Requirement A: Please return the part of the interview that opens with the words containing "How much influence" and closes with "your father’s influence?".
Requirement B: Condense the paragraph of the interview that begins "RAW: As soon as motion was autarchic" into a short bulleted list that keeps its main facts.
Requirement C: Continue the interview from its last sentence.

How much influence did your parents have on your development as a writer?
RAW: Parental influence? My mother was off her head part of the time during my childhood and I was what is now called a battered child. She gradually recovered after World War II came along and my father became full-time employed at a good salary again, but angry women still make me more nervous than angry men. I always feel I can handle an angry man, but I want to leave the room when a woman starts shrieking. This is probably why, although sympathetic to Feminism, I flee the scene when a Women’s Libber approaches. What about your father’s influence?
RAW: My father’s principle influence on me was saying many, many times, “Ah, God, the union is not what it used to be, but I’d never do without it. When there were no unions, the working man didn’t have a chance, not a chance, he got screwed every way.”
What were your primary interests as a teenager?
RAW: Teenage interests? My main interest was in getting laid, and I was not successful until I got out of my teens, partly because that was in the 1950s and partly because I was still myself recovering from Roman Catholic brainwashing.
When and how did you become interested in scientific theory?
RAW: As soon as motion was autarchic, I got out of the Catholic Church (aged fourteen) and majored in sciences, at Brooklyn Tech and later Brooklyn Polytech. Although I have worked mostly as an editor until age forty and have been a full-time freelance writer since then, I remain fascinated by the hard sciences and especially by Futurism–the attempt to forecast future technology and its effects on social behavior. Everything I write, whether published as fiction or not, is in a sense Science Fiction, an attempt to imagine vividly what science is doing and will be doing to our lives, our minds, our relationships. I feel that this is the most interesting field for a writer today, just as theology was for Dante circa 1300. We are living willy-nilly in a world science has made, and I keep trying to understand science better so I can understand that world better.

Material provided:
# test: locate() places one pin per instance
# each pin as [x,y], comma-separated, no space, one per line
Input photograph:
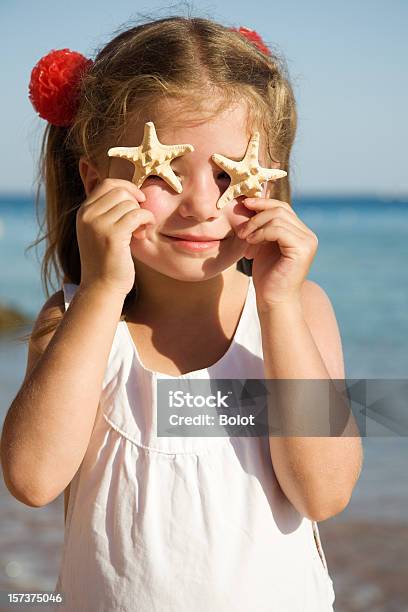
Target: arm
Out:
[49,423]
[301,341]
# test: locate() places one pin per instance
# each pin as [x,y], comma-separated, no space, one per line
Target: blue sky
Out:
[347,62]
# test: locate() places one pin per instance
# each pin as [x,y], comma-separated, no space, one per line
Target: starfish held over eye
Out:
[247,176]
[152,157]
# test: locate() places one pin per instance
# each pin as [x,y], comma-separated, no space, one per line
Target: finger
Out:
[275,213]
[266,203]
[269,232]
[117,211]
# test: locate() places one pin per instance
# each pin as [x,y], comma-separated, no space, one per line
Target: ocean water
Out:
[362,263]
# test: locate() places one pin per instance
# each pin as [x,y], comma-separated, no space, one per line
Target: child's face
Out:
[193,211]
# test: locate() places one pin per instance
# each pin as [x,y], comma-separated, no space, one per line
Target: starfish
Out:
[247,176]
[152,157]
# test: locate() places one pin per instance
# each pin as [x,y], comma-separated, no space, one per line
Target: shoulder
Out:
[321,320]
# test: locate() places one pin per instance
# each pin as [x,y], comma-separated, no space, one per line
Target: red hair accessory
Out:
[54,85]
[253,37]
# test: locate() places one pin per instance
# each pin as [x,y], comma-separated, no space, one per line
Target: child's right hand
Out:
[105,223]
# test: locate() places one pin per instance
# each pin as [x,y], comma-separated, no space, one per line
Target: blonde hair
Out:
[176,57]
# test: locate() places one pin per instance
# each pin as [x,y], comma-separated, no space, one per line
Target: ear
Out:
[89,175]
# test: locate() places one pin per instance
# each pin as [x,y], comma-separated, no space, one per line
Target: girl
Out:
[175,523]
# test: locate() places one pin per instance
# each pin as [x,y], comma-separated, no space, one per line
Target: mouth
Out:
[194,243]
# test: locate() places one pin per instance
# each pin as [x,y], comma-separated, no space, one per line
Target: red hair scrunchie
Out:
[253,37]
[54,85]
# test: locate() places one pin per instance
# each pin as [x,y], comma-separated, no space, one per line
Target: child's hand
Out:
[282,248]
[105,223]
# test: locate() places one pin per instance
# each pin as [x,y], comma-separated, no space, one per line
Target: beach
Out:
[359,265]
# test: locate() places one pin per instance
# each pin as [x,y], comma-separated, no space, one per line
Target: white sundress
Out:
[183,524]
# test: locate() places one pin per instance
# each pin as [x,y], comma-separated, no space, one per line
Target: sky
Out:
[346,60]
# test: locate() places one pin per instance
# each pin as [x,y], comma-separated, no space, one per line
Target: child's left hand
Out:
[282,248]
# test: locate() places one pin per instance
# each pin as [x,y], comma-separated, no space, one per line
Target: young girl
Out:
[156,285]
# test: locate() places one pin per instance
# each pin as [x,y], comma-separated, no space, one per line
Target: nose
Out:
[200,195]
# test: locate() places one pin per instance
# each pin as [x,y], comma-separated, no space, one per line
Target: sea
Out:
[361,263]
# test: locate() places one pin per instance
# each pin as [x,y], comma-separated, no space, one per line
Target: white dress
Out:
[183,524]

* * *

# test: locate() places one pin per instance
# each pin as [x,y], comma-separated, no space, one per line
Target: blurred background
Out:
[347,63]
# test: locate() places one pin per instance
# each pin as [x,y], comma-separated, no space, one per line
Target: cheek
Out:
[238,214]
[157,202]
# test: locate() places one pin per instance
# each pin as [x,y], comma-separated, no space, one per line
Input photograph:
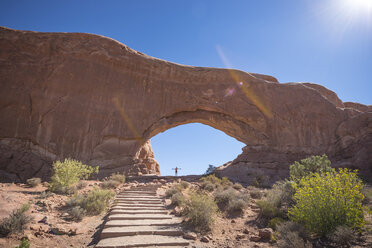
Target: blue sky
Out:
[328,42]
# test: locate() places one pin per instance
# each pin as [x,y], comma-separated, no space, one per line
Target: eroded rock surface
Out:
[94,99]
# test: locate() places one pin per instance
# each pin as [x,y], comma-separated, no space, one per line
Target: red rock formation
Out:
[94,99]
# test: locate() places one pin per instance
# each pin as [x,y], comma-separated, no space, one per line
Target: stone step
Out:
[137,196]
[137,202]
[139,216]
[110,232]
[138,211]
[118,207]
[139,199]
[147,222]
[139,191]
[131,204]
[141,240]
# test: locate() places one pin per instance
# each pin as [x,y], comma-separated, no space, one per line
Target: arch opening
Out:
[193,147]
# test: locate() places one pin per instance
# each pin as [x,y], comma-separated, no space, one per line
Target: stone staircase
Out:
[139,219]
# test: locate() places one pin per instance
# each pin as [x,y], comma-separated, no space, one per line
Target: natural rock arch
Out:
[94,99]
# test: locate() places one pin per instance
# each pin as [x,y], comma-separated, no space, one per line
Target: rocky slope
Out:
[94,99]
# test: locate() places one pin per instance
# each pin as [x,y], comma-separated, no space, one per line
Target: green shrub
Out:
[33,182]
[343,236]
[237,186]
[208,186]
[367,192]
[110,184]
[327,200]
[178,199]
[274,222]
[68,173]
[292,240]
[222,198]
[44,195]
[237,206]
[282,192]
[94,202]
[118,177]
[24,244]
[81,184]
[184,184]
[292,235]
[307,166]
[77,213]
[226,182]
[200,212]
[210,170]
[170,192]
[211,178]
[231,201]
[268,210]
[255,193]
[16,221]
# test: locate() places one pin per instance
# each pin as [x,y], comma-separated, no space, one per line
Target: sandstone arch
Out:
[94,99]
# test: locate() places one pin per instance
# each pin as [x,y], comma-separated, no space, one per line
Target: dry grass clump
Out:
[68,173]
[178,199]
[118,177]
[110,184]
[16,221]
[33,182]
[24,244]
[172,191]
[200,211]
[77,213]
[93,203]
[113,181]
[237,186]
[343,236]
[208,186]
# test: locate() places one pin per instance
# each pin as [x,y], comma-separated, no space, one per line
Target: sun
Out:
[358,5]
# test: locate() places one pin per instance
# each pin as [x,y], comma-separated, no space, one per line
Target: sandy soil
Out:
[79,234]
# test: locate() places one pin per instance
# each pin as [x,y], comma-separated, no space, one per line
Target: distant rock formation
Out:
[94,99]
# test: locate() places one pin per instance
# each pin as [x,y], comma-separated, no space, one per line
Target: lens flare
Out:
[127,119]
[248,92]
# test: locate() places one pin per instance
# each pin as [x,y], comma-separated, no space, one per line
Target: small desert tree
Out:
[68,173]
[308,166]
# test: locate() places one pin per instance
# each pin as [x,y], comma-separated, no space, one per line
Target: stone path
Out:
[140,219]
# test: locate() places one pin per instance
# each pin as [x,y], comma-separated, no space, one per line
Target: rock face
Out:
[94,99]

Task response A:
How much influence did your parents have on your development as a writer?
RAW: Parental influence? My mother was off her head part of the time during my childhood and I was what is now called a battered child. She gradually recovered after World War II came along and my father became full-time employed at a good salary again, but angry women still make me more nervous than angry men. I always feel I can handle an angry man, but I want to leave the room when a woman starts shrieking. This is probably why, although sympathetic to Feminism, I flee the scene when a Women’s Libber approaches. What about your father’s influence?

Task response B:
- RAW left the Catholic Church at age fourteen and majored in sciences at Brooklyn Tech and later Brooklyn Polytech.
- RAW worked mostly as an editor until age forty and has been a full-time freelance writer since then.
- RAW remains fascinated by the hard sciences, especially Futurism, the attempt to forecast future technology and its effects on social behavior.
- RAW sees everything they write as Science Fiction in a sense: an attempt to imagine vividly what science is doing and will do to our lives, minds and relationships.
- RAW considers this the most interesting field for a writer today, as theology was for Dante around 1300.
- We live in a world science has made, so RAW keeps trying to understand science better in order to understand that world better.

Task response C:
What did your parents think of your leaving the church?
RAW: My parents never objected to my leaving the RC Church; they were fairly lapsed Catholics themselves and sent me to a Catholic school only because they thought “it was good for chiddren.” [sic] What were your literary influences as an adolescent?
RAW: Major intellectual influences on my adolescence were Darwin, H.L. Mencken, Frazer’s Golden Bough, Clarence Darrow, Tom Paine, and Marx and Trotsky for a short while only.
What have been the continuing influences in your life?
RAW: Major continuing influences on my thought: Alfred Korzybski’s General Semantics, R. Buckminster Fuller, and quantum mechanics, all of which impacted on me in my early twenties and continue to mold my way of seeing the world. Timothy Leary has been a major influence almost as long, since 1964. Much of what you write in your books seems to make light of culture and history. With that in mind what do you think the future will be like?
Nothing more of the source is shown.